TEXT -
────────────────────────────────────────
A person's insurance will end at the earliest of:
1. the date the group policy ends;
2. the date insurance ends for the person's class;
3. for a spouse, the date her marriage ends by divorce or annulment;
4. the end of the period for which the last premium has been paid by the person; or
5. the date the employee's employer ceases to be a Participating Employer.
Complaint, Exhibit B. (Emphasis added).

  The definition of spouse in the life insurance policy specifically defines that "Spouse means the lawful spouse of an employee." Furthermore, the policy sets forth eligibility as follows:

The following persons who submit evidence of insurability satisfactory to United States Life
1. All those who are full time employees of a Participating Employer. Temporary, part-time and seasonal employees are not eligible.
2. All those under age 70 who are lawful spouses of persons described in 1 above.
For lawful spouses, certain terms in this policy are affected as follows:
— references to "active work" and "full-time" will not apply, and
— "end of employment" will mean end of one's status as a lawful spouse.
Id. (Emphasis added). Where a policy provision is ambiguous, the provision is to be construed in favor of the insured and against the insurer. "Where, however, the language of the contract is clear and unambiguous, a court is required to give effect to that language." Minn. Fire & Cas. Co. v. Greenfield, 855 A.2d 854, 861 (Pa. 2004) (quoting Gene & Harvey Builders, Inc. v. Pennsylvania Manufacturers, 517 A.2d 910 (Pa. 1986)).

  Defendant contends, and plaintiff does not dispute, that plaintiff and decedent were divorced before her death. Accordingly, because plaintiff and decedent were no longer "lawful spouses," the policy was no longer in effect. Although plaintiff argues that because he continued to make payments, the policy was still in effect even after his divorce, the policy at issue clearly and unambiguously states that the policy will cease on the date the marriage ends by divorce or annulment. A policyholder can not "modify" the clear language of the policy by "payment" of premiums. Therefore, because, in the present case, the language of the contract is clear and unambiguous, this Court must give effect to that language. Plaintiff's claim for breach of contract fails as a matter of law.

  Furthermore, with regard to plaintiff's claims for bad faith, plaintiff has failed to allege any factual allegations to support that theory, nor does he specify if his claim is based upon a perceived violation of 42 Pa. Cons. Stat. Ann. § 8371.

  While Section 8371 does not define the term "bad faith," it has acquired the following accepted meaning in insurance contexts:

"Bad Faith" on the part of insurer is any frivolous or unfounded refusal to pay proceeds of a policy; it is not necessary that such refusal be fraudulent. For purposes of an action against an insurer for failure to pay a claim, such conduct imports a dishonest purpose and means a breach of a known duty (i.e. good faith and fair dealing), through some motive of self-interest or ill will; mere negligence or bad judgment is not bad faith.
Polselli v. Nationwide Mutual Fire Ins. Co., 23 F.3d 747, 751 (3d Cir. 1994) (citing to Black's Law Dictionary 139 (6th ed. 1990)).
────────────────────────────────────────
DATA EXTRACT -
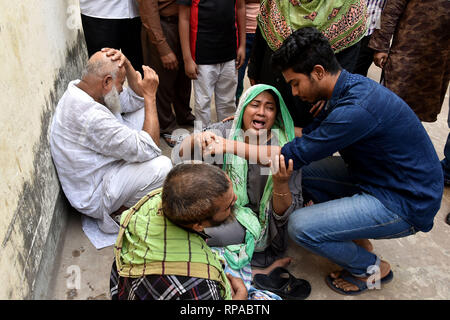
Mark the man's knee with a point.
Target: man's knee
(300, 229)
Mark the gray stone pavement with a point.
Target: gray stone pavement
(420, 263)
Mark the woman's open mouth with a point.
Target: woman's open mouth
(258, 124)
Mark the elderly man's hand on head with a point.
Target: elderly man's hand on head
(131, 74)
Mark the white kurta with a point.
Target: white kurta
(102, 159)
(110, 9)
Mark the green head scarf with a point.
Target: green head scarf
(256, 226)
(343, 22)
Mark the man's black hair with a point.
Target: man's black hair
(304, 49)
(190, 192)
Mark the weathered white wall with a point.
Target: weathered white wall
(42, 49)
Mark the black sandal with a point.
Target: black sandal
(281, 282)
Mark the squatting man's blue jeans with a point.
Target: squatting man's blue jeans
(342, 213)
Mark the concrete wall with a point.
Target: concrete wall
(42, 49)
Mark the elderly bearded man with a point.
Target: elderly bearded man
(105, 138)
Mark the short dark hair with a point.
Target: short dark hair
(190, 192)
(302, 50)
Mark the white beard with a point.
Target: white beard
(112, 101)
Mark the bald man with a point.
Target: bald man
(104, 138)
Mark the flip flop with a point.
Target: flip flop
(284, 284)
(361, 284)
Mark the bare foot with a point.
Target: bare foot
(385, 268)
(365, 243)
(283, 262)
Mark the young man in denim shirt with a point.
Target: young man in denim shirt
(387, 181)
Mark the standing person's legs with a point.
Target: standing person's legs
(203, 91)
(100, 33)
(328, 229)
(249, 37)
(167, 78)
(327, 179)
(225, 90)
(348, 57)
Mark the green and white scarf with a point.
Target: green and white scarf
(343, 22)
(236, 167)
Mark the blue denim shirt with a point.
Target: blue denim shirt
(387, 150)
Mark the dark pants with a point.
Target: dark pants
(124, 34)
(174, 86)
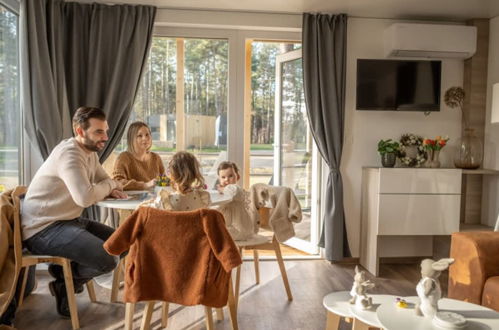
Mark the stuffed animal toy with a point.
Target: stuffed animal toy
────────────────────────────────────────
REQUIRED WORK -
A - Reproduce the stretch of the opinion from "The definition of" through "in 1 above.", substituting "Member Employer" for "Participating Employer".
B - Answer these questions from the opinion:
(i) What age must lawful spouses be under to be eligible?
(ii) What court and year are given for the Polselli decision?
(iii) Under the opinion's accepted meaning of "bad faith," what two things are not bad faith?
C - List every court case the opinion cites by name.
The items play no part in this work.

ANSWERS BY ITEM -
A -
The definition of spouse in the life insurance policy specifically defines that "Spouse means the lawful spouse of an employee." Furthermore, the policy sets forth eligibility as follows:

The following persons who submit evidence of insurability satisfactory to United States Life
1. All those who are full time employees of a Member Employer. Temporary, part-time and seasonal employees are not eligible.
2. All those under age 70 who are lawful spouses of persons described in 1 above.

B -
(i) Under age 70.
(ii) The 3d Cir., 1994.
(iii) Mere negligence or bad judgment.

C -
Minn. Fire & Cas. Co. v. Greenfield
Gene & Harvey Builders, Inc. v. Pennsylvania Manufacturers
Polselli v. Nationwide Mutual Fire Ins. Co.